**SET TASKS:**
**A)** According to the ZFS database section, what page size does MySQL/InnoDB use?
**B)** In one to three sentences, use the ZFS database section to explain why ZFS's recordsize should match the database's page size.
**C)** Translate this sentence from the ZFS database section into Spanish: "Database compression on ZFS is powerful but requires understanding the interaction between ZFS's block-level compression and the database's page/record format."

**PROVIDED TEXT:**
***
Special considerations
Databases (PostgreSQL, MySQL, MongoDB)
Database compression on ZFS is powerful but requires understanding the interaction between
ZFS's block-level compression and the database's page/record format. The key variable is
recordsize.
recordsize and database page alignment
PostgreSQL uses 8K pages. MySQL/InnoDB uses 16K pages. MongoDB's WiredTiger uses 32K or 64K blocks.
If ZFS's recordsize matches the database's page size, each ZFS block contains exactly
one database page — which compresses and decompresses independently. This avoids read-modify-write
amplification and gives the best compression ratio because the compressor sees a coherent data structure.
***
**RECORDED INFORMATION:**
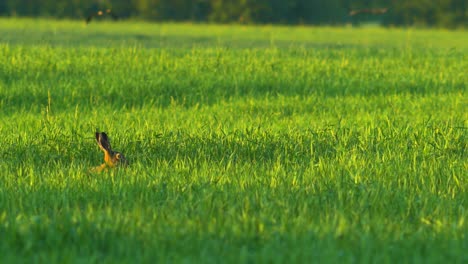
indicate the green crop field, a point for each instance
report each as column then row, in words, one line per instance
column 247, row 144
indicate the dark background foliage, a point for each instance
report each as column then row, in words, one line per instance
column 439, row 13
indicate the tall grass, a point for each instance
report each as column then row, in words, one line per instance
column 247, row 144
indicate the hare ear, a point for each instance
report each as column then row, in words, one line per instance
column 103, row 141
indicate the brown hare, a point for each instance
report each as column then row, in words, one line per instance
column 111, row 158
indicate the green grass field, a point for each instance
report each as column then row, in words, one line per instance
column 248, row 144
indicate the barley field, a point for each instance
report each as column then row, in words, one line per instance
column 247, row 144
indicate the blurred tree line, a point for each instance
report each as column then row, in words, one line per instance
column 444, row 13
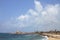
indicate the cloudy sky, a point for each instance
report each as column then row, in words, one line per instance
column 29, row 15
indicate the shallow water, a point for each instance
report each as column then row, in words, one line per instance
column 4, row 36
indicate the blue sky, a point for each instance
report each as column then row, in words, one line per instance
column 29, row 15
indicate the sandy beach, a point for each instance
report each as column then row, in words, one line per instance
column 53, row 36
column 50, row 38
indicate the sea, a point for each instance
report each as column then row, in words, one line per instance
column 6, row 36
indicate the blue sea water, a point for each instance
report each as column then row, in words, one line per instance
column 5, row 36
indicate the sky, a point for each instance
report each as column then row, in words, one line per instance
column 29, row 15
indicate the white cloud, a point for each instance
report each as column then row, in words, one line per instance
column 38, row 6
column 44, row 19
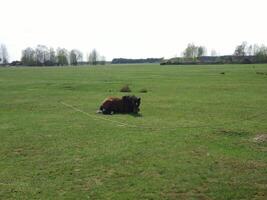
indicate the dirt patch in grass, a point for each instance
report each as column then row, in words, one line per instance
column 260, row 138
column 232, row 132
column 125, row 88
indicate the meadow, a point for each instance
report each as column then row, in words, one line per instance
column 200, row 133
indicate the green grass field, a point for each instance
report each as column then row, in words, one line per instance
column 194, row 139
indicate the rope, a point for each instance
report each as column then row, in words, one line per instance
column 154, row 128
column 96, row 117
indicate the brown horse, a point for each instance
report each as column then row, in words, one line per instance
column 126, row 104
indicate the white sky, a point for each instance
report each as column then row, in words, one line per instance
column 132, row 28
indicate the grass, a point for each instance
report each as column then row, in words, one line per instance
column 194, row 138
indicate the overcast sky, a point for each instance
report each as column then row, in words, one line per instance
column 132, row 28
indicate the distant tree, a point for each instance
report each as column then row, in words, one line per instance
column 201, row 51
column 42, row 55
column 52, row 57
column 102, row 60
column 261, row 54
column 76, row 56
column 93, row 57
column 249, row 50
column 4, row 54
column 28, row 57
column 213, row 53
column 62, row 56
column 193, row 51
column 240, row 50
column 190, row 51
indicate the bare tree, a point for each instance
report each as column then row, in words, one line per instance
column 62, row 56
column 102, row 60
column 193, row 51
column 4, row 54
column 28, row 57
column 42, row 54
column 93, row 57
column 52, row 57
column 201, row 51
column 213, row 52
column 240, row 50
column 76, row 56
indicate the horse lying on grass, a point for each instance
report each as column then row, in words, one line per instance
column 126, row 104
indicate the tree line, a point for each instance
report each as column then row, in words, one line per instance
column 135, row 61
column 243, row 53
column 44, row 56
column 4, row 58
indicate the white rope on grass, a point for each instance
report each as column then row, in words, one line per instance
column 144, row 127
column 96, row 117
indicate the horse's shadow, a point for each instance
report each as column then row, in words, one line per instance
column 136, row 115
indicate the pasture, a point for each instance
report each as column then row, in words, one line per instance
column 196, row 136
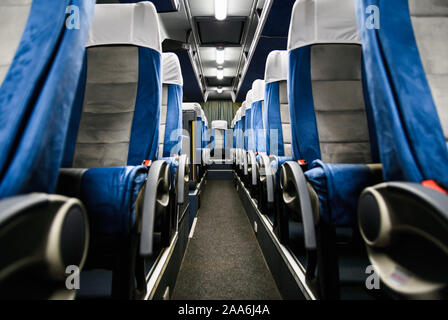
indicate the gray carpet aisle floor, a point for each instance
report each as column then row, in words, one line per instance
column 224, row 260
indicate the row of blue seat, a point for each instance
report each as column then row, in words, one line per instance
column 93, row 113
column 348, row 131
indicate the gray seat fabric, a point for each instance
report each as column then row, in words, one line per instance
column 111, row 90
column 13, row 18
column 219, row 139
column 430, row 22
column 339, row 103
column 285, row 118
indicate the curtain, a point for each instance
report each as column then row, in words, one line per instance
column 220, row 110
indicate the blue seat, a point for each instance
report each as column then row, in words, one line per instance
column 112, row 144
column 40, row 62
column 249, row 139
column 404, row 220
column 330, row 133
column 257, row 135
column 239, row 138
column 277, row 133
column 193, row 124
column 218, row 141
column 171, row 127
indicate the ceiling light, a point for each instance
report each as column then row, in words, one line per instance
column 220, row 55
column 220, row 9
column 220, row 73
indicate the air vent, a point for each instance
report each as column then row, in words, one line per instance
column 213, row 32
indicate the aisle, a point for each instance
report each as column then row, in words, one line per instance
column 224, row 260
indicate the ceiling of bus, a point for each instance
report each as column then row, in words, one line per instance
column 260, row 26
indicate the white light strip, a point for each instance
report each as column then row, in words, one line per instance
column 220, row 73
column 220, row 9
column 220, row 56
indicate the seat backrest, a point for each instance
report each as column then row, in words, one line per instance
column 219, row 129
column 276, row 114
column 328, row 112
column 258, row 104
column 406, row 59
column 430, row 24
column 13, row 16
column 249, row 142
column 192, row 122
column 115, row 122
column 170, row 128
column 205, row 139
column 40, row 63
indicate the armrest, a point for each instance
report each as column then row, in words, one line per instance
column 267, row 173
column 405, row 228
column 156, row 202
column 253, row 167
column 295, row 194
column 244, row 156
column 182, row 178
column 57, row 235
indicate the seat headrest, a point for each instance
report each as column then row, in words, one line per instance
column 219, row 124
column 132, row 24
column 204, row 118
column 193, row 106
column 249, row 99
column 277, row 66
column 323, row 21
column 238, row 115
column 171, row 70
column 243, row 109
column 258, row 90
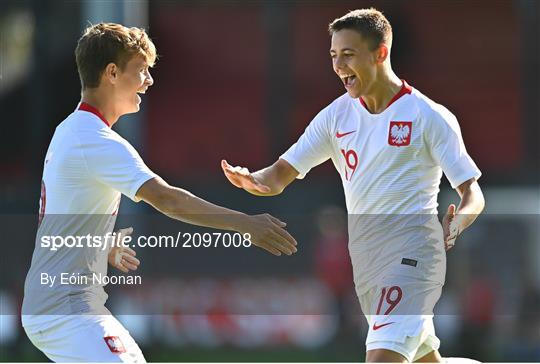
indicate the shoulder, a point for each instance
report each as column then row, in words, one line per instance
column 433, row 113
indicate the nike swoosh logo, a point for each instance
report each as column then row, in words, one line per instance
column 377, row 327
column 341, row 135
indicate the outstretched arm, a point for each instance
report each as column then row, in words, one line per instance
column 269, row 181
column 266, row 231
column 471, row 205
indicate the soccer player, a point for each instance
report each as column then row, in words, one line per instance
column 87, row 168
column 390, row 145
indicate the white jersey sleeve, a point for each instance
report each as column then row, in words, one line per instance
column 447, row 148
column 314, row 146
column 112, row 161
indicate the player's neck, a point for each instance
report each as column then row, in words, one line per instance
column 382, row 92
column 103, row 103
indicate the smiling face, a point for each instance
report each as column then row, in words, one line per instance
column 133, row 79
column 353, row 61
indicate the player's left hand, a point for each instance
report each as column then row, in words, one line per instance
column 450, row 227
column 123, row 257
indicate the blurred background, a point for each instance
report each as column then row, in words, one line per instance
column 241, row 80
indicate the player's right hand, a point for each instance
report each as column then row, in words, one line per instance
column 268, row 233
column 242, row 178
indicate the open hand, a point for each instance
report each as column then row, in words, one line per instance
column 120, row 257
column 450, row 227
column 242, row 178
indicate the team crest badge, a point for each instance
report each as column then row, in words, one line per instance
column 115, row 344
column 399, row 133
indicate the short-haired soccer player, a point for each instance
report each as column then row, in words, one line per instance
column 390, row 145
column 87, row 168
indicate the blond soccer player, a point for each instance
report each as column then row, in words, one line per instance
column 87, row 168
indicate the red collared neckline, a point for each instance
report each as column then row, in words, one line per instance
column 89, row 108
column 405, row 89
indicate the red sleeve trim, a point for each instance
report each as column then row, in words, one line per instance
column 405, row 90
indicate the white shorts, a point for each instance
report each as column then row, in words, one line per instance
column 399, row 312
column 82, row 338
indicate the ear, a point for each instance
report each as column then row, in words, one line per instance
column 382, row 53
column 111, row 73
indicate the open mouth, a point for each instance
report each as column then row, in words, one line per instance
column 348, row 80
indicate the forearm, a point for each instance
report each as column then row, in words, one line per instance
column 471, row 205
column 269, row 177
column 182, row 205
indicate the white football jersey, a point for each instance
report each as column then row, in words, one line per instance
column 390, row 165
column 87, row 168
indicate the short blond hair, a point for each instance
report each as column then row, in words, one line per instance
column 370, row 23
column 106, row 43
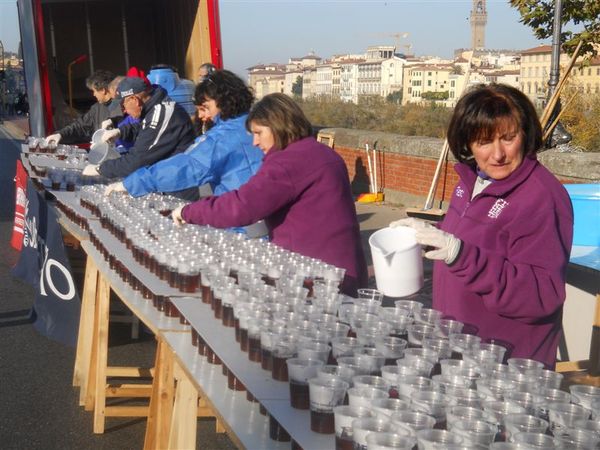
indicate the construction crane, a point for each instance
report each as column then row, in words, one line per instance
column 398, row 36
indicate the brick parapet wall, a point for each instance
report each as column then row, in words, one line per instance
column 406, row 165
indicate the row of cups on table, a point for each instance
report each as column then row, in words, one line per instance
column 485, row 388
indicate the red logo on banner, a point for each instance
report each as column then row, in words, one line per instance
column 20, row 204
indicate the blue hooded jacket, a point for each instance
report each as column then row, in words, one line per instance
column 224, row 157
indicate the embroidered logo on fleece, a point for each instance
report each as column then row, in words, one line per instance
column 497, row 208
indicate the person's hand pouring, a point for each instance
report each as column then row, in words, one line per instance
column 446, row 246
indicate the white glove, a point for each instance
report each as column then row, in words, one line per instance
column 111, row 134
column 115, row 187
column 411, row 222
column 91, row 170
column 446, row 245
column 177, row 217
column 56, row 137
column 106, row 124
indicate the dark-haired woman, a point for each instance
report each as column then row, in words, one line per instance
column 224, row 157
column 302, row 191
column 503, row 247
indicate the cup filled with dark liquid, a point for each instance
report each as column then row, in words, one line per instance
column 343, row 417
column 324, row 396
column 299, row 372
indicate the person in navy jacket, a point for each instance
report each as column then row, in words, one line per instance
column 302, row 191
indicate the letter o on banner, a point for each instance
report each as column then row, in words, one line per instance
column 71, row 286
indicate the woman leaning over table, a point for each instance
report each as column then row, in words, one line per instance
column 302, row 191
column 503, row 247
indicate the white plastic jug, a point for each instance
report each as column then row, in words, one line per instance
column 397, row 261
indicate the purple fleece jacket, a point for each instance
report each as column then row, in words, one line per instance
column 303, row 193
column 509, row 278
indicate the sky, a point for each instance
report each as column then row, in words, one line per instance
column 256, row 31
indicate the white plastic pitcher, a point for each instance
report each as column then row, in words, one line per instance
column 397, row 261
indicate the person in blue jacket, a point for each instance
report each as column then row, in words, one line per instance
column 224, row 157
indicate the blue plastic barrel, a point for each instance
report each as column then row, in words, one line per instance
column 179, row 89
column 586, row 209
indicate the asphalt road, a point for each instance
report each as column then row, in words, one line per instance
column 38, row 404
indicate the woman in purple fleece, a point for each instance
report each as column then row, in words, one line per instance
column 302, row 191
column 503, row 247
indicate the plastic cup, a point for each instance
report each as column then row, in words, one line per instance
column 412, row 421
column 563, row 416
column 365, row 426
column 409, row 384
column 389, row 441
column 324, row 396
column 428, row 316
column 370, row 294
column 331, row 371
column 299, row 372
column 386, row 407
column 343, row 418
column 422, row 366
column 370, row 381
column 454, row 413
column 583, row 395
column 314, row 350
column 363, row 396
column 525, row 366
column 475, row 432
column 417, row 332
column 575, row 438
column 446, row 327
column 432, row 403
column 535, row 440
column 437, row 439
column 523, row 423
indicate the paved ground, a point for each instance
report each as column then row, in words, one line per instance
column 39, row 406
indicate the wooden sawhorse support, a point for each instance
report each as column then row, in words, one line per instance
column 175, row 406
column 91, row 362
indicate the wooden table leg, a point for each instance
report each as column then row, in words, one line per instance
column 184, row 419
column 161, row 401
column 86, row 328
column 102, row 313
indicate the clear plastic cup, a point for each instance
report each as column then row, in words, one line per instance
column 330, row 371
column 344, row 416
column 446, row 327
column 409, row 384
column 390, row 441
column 370, row 294
column 575, row 438
column 583, row 395
column 562, row 416
column 428, row 315
column 324, row 396
column 523, row 423
column 525, row 366
column 370, row 381
column 474, row 432
column 362, row 427
column 386, row 407
column 364, row 396
column 432, row 403
column 422, row 366
column 535, row 440
column 417, row 332
column 412, row 421
column 437, row 439
column 314, row 350
column 299, row 372
column 410, row 306
column 455, row 413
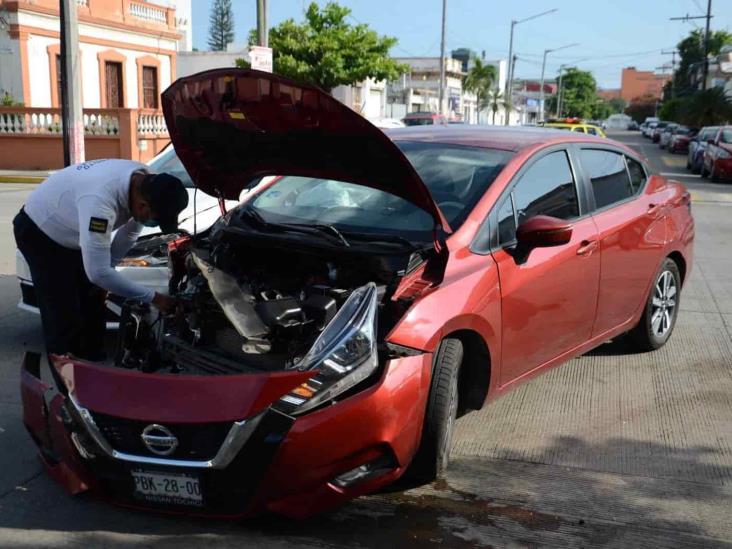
***
**OUTPUTS BY TASK:**
**A)** 16K pages.

**B)** When the sizes match, each ZFS block holds exactly one database page, which compresses and decompresses independently. This avoids read-modify-write amplification. It also gives the best compression ratio because the compressor sees a coherent data structure.

**C)** La compresión de bases de datos en ZFS es potente, pero requiere comprender la interacción entre la compresión a nivel de bloque de ZFS y el formato de página/registro de la base de datos.